## EXERCISE DIRECTIONS
Please reproduce every entry below without omitting a single line.

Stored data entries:
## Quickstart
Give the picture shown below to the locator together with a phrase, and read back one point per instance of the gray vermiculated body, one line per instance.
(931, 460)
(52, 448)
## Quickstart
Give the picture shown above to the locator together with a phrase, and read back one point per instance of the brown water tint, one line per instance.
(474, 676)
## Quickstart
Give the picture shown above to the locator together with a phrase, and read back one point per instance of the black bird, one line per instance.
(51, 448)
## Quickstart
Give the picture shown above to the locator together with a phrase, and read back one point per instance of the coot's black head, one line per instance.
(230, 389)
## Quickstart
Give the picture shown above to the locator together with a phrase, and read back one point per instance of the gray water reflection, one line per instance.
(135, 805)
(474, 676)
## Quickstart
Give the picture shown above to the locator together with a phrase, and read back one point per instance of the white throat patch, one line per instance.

## ANSWER SPACE
## Quickstart
Give the picture shown below to the locator together with a phrase, and read back one point per instance of the gray vermiculated body, one line per instance.
(931, 460)
(52, 448)
## Quickstart
Give the picture shown above to the locator together with a phrase, and read back one point per instance of the brown water tint, one line per instance.
(474, 676)
## Quickstart
Give the picture shown above to the locator together with a phrase, and read back one point per instance of the black bird, one line per instance.
(51, 448)
## Quickstart
Give the picture shown above to the locator together with a phrase, and read back one point per instance of the coot's black head, one line per instance.
(230, 389)
## Quickstart
Give the picture shown above to the locator together with a phrase, and read back one point per instance of the gray water reflection, one line per instance.
(135, 805)
(474, 676)
## Quickstart
Give the picture shown above to the locator together with a phrase, and read back one point per instance of the white throat patch, one line per instance.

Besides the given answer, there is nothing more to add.